Plagiarised Text Or Images? What To Do

Unauthorised use of text and images is rife on the Web and the situation seems to be getting worse. Finding your lovingly crafted article on another site is upsetting and fighting back seems daunting. Well, it needn’t be, if you follow the steps outlined below.

I’m not a lawyer and the steps below don’t argue over angels dancing on legal pins but they’re what I do when I find my property stolen and they do work.

Know Your Rights

Pretty simple: if you created it, it’s your property. That only changes if you explicitly say so. You don’t need to put a copyright notice on anything. The only reason for doing so is to deter casual thieves – the professionals won’t even look at it.

Fair Use

There’s a defence often put forward by copiers “it’s fair use”. This confuses the lawyers so I go by a simple rule: if the copying affects your subsequent sale of the property, or if people would not need to visit your original after seeing a copied portion, it’s theft. A quick example might be a slightly reduced size copy of a photograph: once such an image is out there you’ll never be able to sell the original to a respected purchaser such as a newspaper or magazine site.

For text, a small quotation is legal. A large chunk isn’t.

I Gave You A Credit/Link

That doesn’t lessen the offence in the slightest. Yes, you may allow someone to use your content if they attribute with a link but linking doesn’t magically bestow permission.

How Do I Know I’ve Been Ripped Off?

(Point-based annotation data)
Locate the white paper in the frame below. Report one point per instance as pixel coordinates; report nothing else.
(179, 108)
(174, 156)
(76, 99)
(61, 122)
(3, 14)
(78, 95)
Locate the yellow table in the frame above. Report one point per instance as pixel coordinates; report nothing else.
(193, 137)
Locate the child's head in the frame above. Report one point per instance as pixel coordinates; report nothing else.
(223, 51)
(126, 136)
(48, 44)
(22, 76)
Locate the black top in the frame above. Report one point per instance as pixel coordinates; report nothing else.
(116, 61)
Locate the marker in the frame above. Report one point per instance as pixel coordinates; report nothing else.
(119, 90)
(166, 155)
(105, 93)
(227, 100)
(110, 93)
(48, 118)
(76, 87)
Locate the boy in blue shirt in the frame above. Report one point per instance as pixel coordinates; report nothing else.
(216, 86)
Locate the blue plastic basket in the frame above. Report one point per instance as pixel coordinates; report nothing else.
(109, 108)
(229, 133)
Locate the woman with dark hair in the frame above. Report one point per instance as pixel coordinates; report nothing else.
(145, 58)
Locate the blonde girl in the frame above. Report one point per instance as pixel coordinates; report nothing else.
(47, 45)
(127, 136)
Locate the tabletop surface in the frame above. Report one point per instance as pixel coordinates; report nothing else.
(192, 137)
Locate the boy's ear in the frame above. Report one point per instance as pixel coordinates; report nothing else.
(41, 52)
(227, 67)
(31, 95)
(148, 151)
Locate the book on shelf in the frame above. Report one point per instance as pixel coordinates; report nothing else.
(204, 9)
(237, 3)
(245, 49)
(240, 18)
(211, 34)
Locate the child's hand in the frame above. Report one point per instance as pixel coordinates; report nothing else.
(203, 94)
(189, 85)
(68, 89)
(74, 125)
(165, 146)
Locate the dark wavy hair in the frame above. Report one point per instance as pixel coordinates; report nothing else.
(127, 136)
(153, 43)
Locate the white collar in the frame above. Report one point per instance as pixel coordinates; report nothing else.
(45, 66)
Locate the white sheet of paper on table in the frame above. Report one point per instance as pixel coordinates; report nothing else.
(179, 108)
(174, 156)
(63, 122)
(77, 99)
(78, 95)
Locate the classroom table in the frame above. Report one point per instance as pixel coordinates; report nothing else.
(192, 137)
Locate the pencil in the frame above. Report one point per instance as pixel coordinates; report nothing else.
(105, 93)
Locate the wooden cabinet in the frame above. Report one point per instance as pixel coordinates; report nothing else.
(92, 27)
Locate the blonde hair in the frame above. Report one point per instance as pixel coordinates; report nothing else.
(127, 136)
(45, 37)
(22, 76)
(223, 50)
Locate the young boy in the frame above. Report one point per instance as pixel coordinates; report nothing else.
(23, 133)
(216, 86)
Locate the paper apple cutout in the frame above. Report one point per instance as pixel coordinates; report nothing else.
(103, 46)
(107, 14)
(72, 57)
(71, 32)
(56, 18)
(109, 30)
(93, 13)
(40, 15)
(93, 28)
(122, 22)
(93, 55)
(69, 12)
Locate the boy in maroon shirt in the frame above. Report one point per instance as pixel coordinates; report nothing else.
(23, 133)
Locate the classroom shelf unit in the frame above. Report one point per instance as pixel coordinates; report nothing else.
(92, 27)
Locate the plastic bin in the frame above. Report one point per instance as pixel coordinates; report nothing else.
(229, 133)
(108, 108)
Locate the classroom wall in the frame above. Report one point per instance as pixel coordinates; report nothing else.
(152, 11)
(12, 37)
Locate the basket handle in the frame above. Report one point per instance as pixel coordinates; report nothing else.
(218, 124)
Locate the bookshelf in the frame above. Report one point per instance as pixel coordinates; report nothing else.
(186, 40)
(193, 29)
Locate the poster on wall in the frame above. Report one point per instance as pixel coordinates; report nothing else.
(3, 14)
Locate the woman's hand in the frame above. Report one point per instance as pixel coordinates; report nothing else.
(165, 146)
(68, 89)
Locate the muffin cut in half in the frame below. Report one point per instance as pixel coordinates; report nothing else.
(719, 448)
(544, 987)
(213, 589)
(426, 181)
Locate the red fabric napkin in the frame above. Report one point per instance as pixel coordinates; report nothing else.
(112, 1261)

WHAT TO WORK ON: Please list every section heading that appears after the title in the plagiarism article.

RESPONSE TO THE EXERCISE:
Know Your Rights
Fair Use
I Gave You A Credit/Link
How Do I Know I’ve Been Ripped Off?